TEXT FOR ANALYSIS:

------------------------------------------------------------------------

Defence


Patrick releases defence shopping list to replace N-subs

Defence




Former senator Rex Patrick has released a list of defence equipment and capabilities that could be bought by Australia in place of spending upwards of $170 billion to buy a fleet of nuclear submarines.

Patrick took to social media and said: “Australia should instead procure 20 off-the-shelf air independent conventional submarine, built here and improved here – (for an) approximate cost – $30 billion.

“The opportunity cost for the AUKUS nuclear sub program is too high. There is so much more we can do with $170 billion.”

Patrick listed alternative purchases including numerous helicopters and beefed up weapons stocks for each of the three services, $2 billion worth of drones, $2 billion for hypersonic weapons, F22 jet aircraft and missile systems (main picture).

There was also $40 billion for local industry resilience, a $10 billion national shipping fleet, $5 billion for local munitions capability, $2 billion for additional fuel storage capacity and $2 billion for electronic warfare capabilities.

Patrick said the Prime Minister Anthony Albanese ‘was going to scrap pandemic leave payments as unaffordable, yet continue with a bankrupting $170 billion nuclear sub program that won’t see a first boat delivered until 2040.

‘He’s properly reversed his decisions on one, but not on the other.’

Patrick’s suggestions were met with a variety of responses on Twitter.

‘William’ replied: “Are the subs silent, long range, able to deliver nuclear warheads if we are under threat of a nuclear attack? Are they fast enough?

“China has nuclear weapons, we must match that with a sea based attack. I know it sounds nuts but deterrence works.”

To which ‘Dale’ replied: “It sounds nuts because it is nuts. Nuclear weapons will only make us a nuclear target.”

------------------------------------------------------------------------

SET OF TASKS:
1) Translate this sentence from the defence article into Spanish: "The opportunity cost for the AUKUS nuclear sub program is too high."
2) According to the defence article, how much did Patrick allot for a national shipping fleet?
The data that comes next is separate material and has no connection to the defence article.

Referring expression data
------------------------------------------------------------------------

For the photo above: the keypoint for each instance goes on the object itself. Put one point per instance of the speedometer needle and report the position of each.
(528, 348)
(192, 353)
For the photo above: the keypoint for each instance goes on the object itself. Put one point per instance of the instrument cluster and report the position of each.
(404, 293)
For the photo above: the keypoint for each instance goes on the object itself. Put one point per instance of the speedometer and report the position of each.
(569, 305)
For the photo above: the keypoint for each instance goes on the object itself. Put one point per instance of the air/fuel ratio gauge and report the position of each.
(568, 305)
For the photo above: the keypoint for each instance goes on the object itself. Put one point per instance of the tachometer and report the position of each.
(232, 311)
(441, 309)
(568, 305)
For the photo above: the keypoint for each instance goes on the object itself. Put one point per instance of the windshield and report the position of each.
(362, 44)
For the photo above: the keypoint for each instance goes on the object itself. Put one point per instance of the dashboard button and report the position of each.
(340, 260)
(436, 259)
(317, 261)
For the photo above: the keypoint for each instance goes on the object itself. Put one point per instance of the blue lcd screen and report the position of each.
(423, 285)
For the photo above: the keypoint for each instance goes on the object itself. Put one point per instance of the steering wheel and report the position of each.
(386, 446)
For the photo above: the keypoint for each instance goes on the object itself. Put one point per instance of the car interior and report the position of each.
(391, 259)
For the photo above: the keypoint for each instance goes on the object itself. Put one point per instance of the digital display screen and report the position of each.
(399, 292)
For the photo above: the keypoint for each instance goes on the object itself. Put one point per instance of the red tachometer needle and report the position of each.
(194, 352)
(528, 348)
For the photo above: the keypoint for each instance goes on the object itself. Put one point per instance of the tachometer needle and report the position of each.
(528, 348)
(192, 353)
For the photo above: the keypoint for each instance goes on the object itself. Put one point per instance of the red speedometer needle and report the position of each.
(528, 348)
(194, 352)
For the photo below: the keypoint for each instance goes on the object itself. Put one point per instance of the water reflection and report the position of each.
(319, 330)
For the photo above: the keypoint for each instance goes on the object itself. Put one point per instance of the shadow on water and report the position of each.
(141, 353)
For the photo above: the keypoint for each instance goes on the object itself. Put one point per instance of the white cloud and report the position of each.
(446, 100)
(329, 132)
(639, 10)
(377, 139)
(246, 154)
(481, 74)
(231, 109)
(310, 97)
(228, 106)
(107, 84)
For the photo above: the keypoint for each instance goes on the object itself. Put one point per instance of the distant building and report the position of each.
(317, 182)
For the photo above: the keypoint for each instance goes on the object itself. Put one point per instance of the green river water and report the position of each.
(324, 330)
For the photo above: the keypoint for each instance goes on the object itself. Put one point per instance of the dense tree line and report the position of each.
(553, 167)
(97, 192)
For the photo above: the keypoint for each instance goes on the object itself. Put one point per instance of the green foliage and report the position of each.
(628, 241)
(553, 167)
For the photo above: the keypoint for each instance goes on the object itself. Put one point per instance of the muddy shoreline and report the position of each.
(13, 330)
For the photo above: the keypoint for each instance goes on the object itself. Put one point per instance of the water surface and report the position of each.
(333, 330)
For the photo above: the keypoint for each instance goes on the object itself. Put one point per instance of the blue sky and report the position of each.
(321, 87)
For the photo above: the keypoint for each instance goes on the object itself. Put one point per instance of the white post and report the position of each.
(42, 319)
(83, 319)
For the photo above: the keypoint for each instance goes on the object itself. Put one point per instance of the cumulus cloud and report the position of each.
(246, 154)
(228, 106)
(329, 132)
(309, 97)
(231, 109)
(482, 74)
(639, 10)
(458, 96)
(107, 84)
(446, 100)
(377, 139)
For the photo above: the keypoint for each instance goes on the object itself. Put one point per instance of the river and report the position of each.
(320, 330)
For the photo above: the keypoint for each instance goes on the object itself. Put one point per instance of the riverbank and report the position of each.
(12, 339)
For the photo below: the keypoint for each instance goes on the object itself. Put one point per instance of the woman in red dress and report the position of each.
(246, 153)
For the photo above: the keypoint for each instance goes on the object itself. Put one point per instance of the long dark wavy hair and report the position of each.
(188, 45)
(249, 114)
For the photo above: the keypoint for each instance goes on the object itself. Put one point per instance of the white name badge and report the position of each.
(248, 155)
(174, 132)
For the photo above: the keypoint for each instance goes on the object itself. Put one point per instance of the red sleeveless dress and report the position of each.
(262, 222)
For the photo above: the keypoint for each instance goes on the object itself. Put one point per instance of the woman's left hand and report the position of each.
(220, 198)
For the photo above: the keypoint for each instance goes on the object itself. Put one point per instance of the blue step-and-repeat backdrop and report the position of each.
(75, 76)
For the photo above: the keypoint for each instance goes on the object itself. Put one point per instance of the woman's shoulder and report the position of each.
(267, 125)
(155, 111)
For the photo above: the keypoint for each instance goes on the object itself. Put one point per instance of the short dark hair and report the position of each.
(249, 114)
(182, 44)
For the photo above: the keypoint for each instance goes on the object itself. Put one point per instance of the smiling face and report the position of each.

------------------------------------------------------------------------

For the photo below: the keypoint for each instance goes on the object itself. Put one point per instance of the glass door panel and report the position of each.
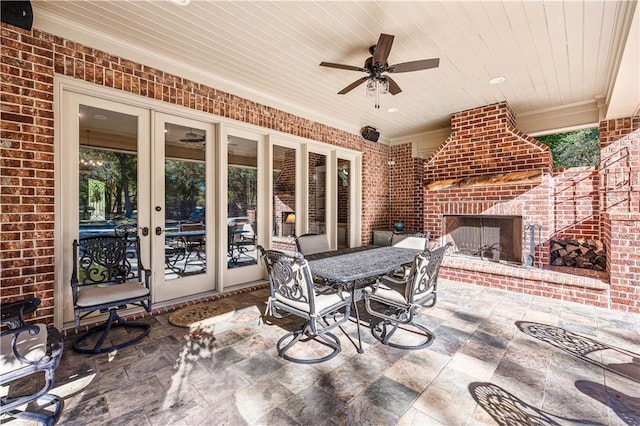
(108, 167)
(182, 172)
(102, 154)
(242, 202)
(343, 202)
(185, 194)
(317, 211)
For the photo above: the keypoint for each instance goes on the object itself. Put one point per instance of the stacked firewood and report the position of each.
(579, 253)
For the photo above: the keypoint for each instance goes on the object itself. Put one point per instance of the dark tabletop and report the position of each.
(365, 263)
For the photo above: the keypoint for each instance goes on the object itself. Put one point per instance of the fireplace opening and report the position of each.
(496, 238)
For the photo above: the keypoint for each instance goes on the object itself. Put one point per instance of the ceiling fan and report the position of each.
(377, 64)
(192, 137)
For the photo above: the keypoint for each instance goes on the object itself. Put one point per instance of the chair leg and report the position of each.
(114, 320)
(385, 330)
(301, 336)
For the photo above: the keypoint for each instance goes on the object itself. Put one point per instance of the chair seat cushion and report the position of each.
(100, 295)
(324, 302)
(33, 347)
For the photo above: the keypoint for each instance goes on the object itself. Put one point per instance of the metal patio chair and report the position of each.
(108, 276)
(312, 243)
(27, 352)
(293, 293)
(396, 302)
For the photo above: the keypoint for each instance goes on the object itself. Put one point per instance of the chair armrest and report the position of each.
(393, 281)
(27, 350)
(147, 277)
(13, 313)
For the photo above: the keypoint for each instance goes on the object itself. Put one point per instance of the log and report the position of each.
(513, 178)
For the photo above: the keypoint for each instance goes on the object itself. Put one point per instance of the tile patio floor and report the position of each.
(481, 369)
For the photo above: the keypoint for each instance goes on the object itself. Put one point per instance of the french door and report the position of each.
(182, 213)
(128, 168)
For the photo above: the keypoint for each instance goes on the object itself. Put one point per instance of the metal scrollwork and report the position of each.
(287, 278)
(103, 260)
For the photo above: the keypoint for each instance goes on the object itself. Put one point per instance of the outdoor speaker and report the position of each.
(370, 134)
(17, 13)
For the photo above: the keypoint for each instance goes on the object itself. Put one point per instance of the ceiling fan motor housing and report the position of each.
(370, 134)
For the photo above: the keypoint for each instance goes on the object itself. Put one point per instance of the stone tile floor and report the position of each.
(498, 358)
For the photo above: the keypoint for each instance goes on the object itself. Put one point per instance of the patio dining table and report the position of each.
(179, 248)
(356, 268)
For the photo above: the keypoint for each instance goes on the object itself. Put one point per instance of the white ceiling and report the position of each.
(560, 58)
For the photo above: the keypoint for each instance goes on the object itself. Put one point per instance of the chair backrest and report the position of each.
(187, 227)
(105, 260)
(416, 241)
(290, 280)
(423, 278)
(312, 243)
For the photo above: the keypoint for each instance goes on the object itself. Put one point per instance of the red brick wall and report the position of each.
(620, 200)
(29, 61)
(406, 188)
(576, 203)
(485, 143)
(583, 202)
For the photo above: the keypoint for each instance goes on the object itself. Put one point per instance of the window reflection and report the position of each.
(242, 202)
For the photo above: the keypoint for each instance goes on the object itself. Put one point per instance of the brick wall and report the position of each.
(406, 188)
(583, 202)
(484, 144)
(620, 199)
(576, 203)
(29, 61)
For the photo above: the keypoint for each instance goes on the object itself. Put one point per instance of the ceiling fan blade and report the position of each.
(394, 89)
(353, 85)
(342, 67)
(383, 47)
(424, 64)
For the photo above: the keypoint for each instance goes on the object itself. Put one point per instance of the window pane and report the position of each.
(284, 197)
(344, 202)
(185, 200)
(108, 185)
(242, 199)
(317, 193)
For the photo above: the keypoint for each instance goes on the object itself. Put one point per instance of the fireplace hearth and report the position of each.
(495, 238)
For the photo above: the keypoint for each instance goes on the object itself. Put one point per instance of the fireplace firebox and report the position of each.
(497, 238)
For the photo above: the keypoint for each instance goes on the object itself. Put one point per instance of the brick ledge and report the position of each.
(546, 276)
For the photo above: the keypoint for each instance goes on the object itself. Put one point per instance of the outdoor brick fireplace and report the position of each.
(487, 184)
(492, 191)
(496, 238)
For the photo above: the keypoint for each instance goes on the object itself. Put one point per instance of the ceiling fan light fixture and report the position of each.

------------------------------------------------------------------------

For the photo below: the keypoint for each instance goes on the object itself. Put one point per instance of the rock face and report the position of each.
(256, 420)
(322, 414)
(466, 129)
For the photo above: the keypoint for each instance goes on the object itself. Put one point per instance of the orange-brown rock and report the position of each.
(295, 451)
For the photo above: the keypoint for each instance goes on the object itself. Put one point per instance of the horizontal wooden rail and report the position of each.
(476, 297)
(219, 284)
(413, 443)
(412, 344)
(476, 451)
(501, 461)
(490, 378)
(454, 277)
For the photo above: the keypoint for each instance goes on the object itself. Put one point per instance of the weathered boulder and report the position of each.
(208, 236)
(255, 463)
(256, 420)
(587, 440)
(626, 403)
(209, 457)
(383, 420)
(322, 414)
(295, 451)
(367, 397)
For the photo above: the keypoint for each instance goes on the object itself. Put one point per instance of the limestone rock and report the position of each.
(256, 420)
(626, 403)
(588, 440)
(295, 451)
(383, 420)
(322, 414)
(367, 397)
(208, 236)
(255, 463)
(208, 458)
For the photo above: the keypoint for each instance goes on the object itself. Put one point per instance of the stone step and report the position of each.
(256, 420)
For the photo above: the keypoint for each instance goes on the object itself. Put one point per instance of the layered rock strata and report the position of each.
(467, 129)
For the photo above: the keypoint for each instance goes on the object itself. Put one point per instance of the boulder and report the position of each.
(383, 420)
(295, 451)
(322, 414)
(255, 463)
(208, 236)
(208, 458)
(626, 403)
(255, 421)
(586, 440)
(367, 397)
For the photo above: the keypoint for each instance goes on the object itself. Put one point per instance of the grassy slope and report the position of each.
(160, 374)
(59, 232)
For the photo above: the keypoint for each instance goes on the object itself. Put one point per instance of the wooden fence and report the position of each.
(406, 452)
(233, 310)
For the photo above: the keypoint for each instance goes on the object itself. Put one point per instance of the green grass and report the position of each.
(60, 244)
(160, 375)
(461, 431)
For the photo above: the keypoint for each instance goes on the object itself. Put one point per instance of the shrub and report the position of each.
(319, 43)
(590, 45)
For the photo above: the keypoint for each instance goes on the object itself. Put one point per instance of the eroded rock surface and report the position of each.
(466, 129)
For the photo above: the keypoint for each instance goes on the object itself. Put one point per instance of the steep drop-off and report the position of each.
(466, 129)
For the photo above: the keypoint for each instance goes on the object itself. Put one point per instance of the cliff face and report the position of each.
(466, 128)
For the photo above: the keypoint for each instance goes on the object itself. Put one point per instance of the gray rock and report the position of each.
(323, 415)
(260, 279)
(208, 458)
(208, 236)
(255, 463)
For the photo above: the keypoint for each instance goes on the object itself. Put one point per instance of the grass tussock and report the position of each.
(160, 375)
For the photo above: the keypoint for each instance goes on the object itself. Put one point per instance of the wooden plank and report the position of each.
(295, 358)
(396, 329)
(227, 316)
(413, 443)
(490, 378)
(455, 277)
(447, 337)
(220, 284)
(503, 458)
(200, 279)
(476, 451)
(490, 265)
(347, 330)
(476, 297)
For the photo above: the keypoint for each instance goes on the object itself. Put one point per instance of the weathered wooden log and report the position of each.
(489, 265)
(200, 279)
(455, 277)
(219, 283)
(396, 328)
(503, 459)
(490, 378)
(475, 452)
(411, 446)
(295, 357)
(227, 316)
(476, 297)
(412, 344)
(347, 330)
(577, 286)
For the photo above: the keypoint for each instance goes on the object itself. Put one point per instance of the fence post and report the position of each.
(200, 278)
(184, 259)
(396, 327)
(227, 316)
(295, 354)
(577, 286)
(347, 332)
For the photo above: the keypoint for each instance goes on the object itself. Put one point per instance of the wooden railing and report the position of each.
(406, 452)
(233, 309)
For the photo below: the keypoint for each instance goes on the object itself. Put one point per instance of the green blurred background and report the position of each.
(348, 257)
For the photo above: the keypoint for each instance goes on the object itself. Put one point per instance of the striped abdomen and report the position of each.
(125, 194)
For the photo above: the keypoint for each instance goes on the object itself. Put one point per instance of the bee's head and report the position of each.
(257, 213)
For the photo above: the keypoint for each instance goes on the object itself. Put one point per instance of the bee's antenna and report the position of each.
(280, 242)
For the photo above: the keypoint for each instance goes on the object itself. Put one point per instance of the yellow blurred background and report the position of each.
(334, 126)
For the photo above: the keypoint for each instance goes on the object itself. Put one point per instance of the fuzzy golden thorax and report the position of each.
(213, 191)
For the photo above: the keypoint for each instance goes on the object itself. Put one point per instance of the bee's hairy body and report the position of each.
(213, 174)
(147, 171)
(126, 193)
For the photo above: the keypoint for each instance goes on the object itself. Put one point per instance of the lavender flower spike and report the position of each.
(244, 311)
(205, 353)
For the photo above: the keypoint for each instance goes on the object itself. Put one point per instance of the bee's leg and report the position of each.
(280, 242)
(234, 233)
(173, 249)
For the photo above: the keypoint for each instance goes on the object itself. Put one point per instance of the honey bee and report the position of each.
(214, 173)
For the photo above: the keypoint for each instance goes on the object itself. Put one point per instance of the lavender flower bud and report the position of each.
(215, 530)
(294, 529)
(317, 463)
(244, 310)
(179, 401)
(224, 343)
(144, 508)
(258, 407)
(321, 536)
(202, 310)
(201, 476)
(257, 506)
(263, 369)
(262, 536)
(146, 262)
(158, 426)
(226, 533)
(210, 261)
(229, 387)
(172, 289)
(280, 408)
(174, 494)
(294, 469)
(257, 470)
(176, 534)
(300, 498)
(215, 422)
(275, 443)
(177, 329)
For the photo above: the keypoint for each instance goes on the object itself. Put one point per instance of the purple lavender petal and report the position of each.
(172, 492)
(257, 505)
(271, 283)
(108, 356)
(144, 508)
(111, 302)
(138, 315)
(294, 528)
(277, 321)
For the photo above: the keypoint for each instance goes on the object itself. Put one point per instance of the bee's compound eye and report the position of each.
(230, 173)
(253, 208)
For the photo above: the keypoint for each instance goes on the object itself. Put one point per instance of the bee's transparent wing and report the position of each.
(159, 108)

------------------------------------------------------------------------

ANSWERS:
1) El costo de oportunidad del programa de submarinos nucleares AUKUS es demasiado alto.

2) $10 billion.